Langweiliger therapeutischer Ratschlag von humorlosen und staubtrockenen Vertretern der psychotherapeutischen Zunft, die schon in Kindheit und Jugend als nörgelnde Spielverderber auffielen.

Achtsamkeit

Die Therapeuten, die bei Hempels unterm Sofa aufgewachsen sind, besuchen nach dem Studium Kurse über Achtsamkeit und Empathie. Damit können sie ihre Patientinnen achtsam zur Couch führen, um dann gemeinsam fürsorgevoll und empathisch zu entspannen.

Agrammatismus

Ausdruck einer formalen Denkstörung in der Gruppe der Schizophrenien. Rein formal betrachtet. In Zeiten der Nivellierung und Egalisierung durchaus normale Kommunikationskultur in der sprachlichen Verarmung. Ein wesentlicher Baustein hierfür scheint mir die Rechtschreibreform zu sein, die nichts anderes war als eine Prostituierung mit der Mittelmäßigkeit.

Alkoholismus

Alkoholkonsum wird heute eingeteilt in moderaten, überdurchschnittlichen, riskanten und Hochkonsum. Wie spannend! Die Realität spricht eine andere Sprache. Goethe trank bis zu drei Liter Rotwein pro Abend, und sogenannten Suchtmedizinern fällt nichts Besseres ein, als die schillerndsten Gestalten der Geschichte wie Winston Churchill, Humphrey Bogart oder Edith Piaf (die Liste ließe sich beliebig fortsetzen) zu Alkoholikern abzustempeln. Die inspirierendsten Werke der Weltliteratur wären ohne den Einfluss von Alkohol wahrscheinlich gar nicht erst entstanden.

Alternative Psychiatrie

Steigerung der schon bestehenden Begriffsverwirrung in der psychiatrischen Disziplin. Intellektuell auf dem Niveau von Schamanismus, Knochen-in-die-Luft-Werfen und Kaffeesatzlesen. Verursacht mehr Neuerkrankungen als Heilungen, was wiederum der schulmedizinischen Psychiatrie zugutekommt.

##############################

▶ [Aufgaben]:
a. Schreiben Sie aus dem satirischen Glossar den Abschnitt ab, der mit „Langweiliger therapeutischer Ratschlag“ beginnt und bis einschließlich „empathisch zu entspannen.“ reicht.
b. Fassen Sie das satirische Glossar in drei Sätzen zusammen.
c. Fahren Sie mit dem satirischen Glossar im selben Ton fort, beginnend nach seinem letzten Satz.
Das Material unten ist vom satirischen Glossar unabhängig.

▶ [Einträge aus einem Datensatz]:
##############################

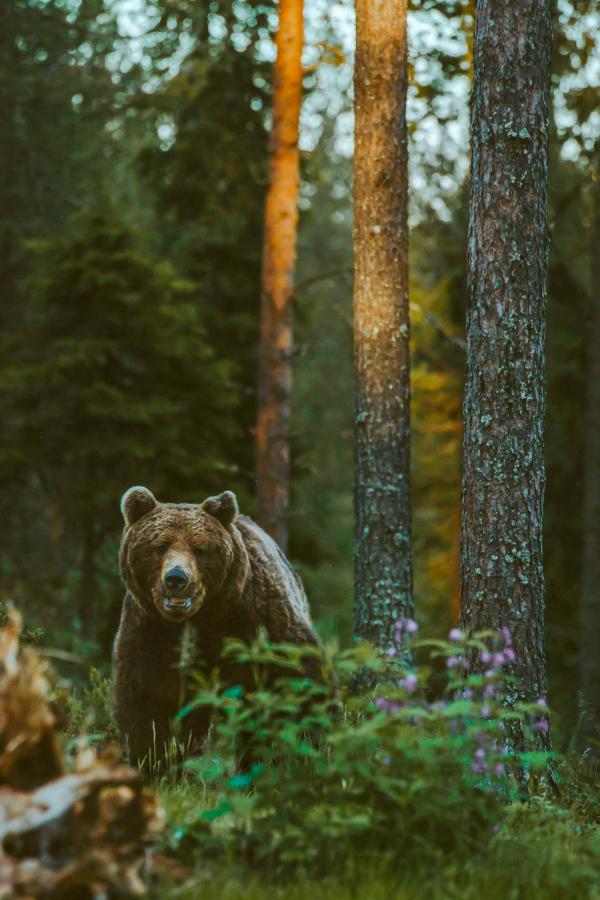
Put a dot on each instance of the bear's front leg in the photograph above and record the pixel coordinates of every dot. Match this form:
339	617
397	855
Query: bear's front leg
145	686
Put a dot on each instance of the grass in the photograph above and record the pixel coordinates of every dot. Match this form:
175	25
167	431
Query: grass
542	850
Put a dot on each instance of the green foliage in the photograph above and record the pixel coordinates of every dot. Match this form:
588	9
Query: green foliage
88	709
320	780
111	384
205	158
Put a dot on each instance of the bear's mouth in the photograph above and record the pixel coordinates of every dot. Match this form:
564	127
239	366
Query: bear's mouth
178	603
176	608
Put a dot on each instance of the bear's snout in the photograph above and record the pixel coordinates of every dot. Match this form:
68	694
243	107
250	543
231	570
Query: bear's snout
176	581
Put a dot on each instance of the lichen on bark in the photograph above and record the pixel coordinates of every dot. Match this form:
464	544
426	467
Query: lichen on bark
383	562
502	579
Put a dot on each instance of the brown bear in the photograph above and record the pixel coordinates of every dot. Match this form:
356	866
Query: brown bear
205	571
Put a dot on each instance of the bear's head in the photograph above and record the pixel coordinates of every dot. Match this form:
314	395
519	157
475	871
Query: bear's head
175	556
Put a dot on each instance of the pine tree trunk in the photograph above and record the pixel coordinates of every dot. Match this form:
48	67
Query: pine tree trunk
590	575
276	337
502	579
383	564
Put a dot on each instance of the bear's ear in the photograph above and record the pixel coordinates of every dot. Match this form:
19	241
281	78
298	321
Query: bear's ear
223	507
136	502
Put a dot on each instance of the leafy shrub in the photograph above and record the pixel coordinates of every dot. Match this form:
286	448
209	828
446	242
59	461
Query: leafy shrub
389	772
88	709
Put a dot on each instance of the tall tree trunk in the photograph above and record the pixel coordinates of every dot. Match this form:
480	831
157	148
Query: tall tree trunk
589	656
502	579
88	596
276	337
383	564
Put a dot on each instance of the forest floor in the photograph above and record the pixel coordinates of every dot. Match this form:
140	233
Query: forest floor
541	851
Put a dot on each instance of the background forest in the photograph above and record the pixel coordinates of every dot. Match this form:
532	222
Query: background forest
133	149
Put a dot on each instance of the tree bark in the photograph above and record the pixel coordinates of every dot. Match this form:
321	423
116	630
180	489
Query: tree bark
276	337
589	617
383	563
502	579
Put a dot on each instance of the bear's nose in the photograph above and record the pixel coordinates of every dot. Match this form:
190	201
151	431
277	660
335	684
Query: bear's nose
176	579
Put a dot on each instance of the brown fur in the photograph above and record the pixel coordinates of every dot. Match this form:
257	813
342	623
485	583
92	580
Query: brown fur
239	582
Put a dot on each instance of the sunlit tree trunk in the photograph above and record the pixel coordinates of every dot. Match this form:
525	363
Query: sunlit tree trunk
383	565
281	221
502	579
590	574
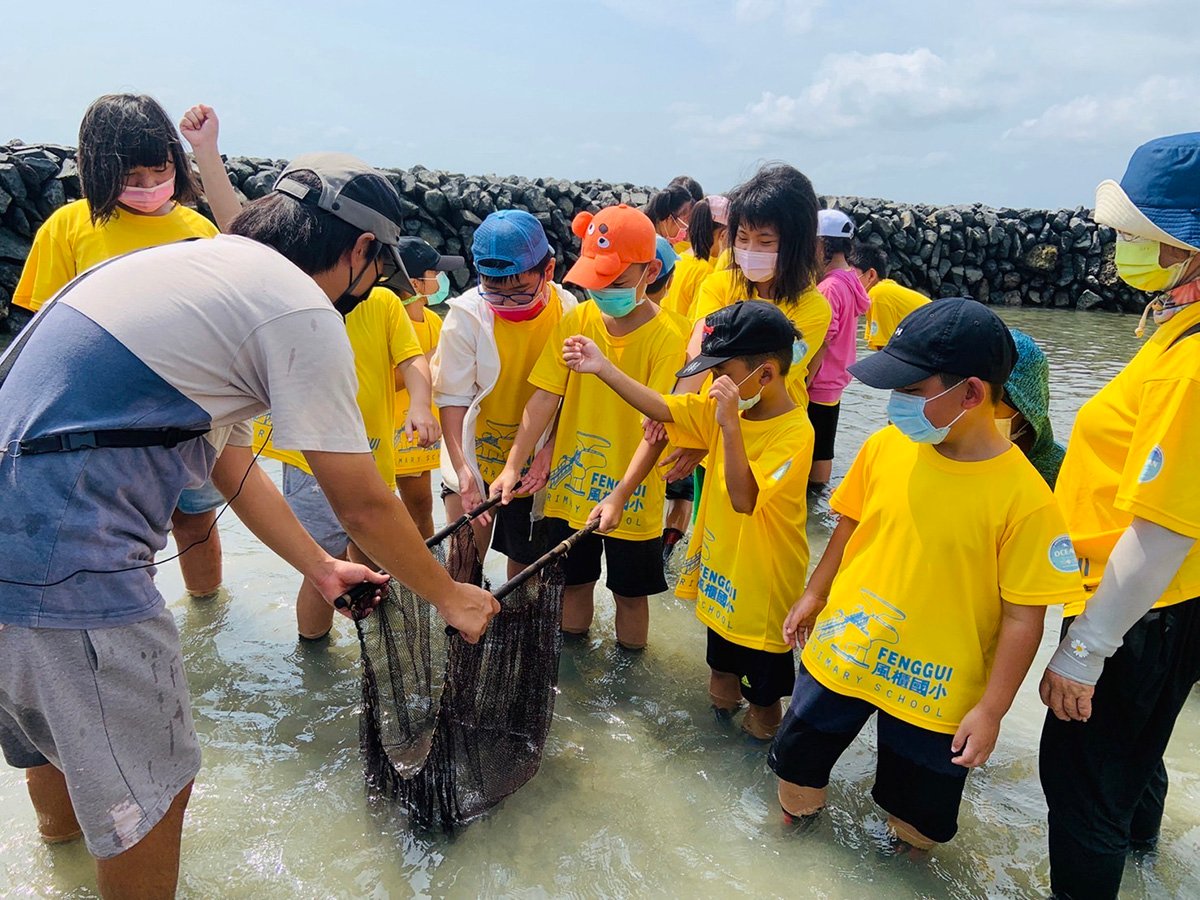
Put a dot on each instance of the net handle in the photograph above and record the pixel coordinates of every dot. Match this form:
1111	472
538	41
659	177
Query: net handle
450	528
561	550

##############################

▶ [Lösungen]:
a.
Langweiliger therapeutischer Ratschlag von humorlosen und staubtrockenen Vertretern der psychotherapeutischen Zunft, die schon in Kindheit und Jugend als nörgelnde Spielverderber auffielen.

Achtsamkeit

Die Therapeuten, die bei Hempels unterm Sofa aufgewachsen sind, besuchen nach dem Studium Kurse über Achtsamkeit und Empathie. Damit können sie ihre Patientinnen achtsam zur Couch führen, um dann gemeinsam fürsorgevoll und empathisch zu entspannen.

b. Nach einer ironischen Einleitung über humorlose Vertreter der psychotherapeutischen Zunft behandelt das Glossar die Begriffe Achtsamkeit, Agrammatismus, Alkoholismus und Alternative Psychiatrie. Kurse über Achtsamkeit und Empathie werden verspottet, und Agrammatismus wird mit sprachlicher Verarmung und der Rechtschreibreform in Verbindung gebracht. Beim Alkoholismus verweist das Glossar auf Goethes Weinkonsum und auf berühmte Gestalten, die Suchtmediziner zu Alkoholikern abstempeln, während die alternative Psychiatrie als Steigerung der Begriffsverwirrung gilt, die mehr Neuerkrankungen als Heilungen verursacht.

c.
Ambivalenz

Der Luxus vieler Menschen, nicht zu wissen, was man eigentlich möchte. Wird es dann doch einmal gewusst, kann ohne ein reflektierendes, supervidierendes und natürlich empathisch-therapeutisches Gesprächssetting keine eigene Entscheidung getroffen werden. Ambivalenz ist der Motor der Beratungsindustrie, die in schulmedizinischer Verkleidung als Psychotherapie erstrahlt. Die an sie gestellten Erwartungen erfüllen sich so gut wie nie.

Anamnese, biografische

Hinsichtlich der Kausalität reichlich überbewertete Befragung des Patienten nach seiner Lebensgeschichte. Die Theorien der psycho-mythologischen Mottenkiste können hierbei gut angewendet werden, und Psychotraumatologen bekommen mit dem Patienten die einmalige Chance, das unverarbeitete Trauma zu bewältigen, wie einem Vierjährigen der Schnuller weggerissen wurde.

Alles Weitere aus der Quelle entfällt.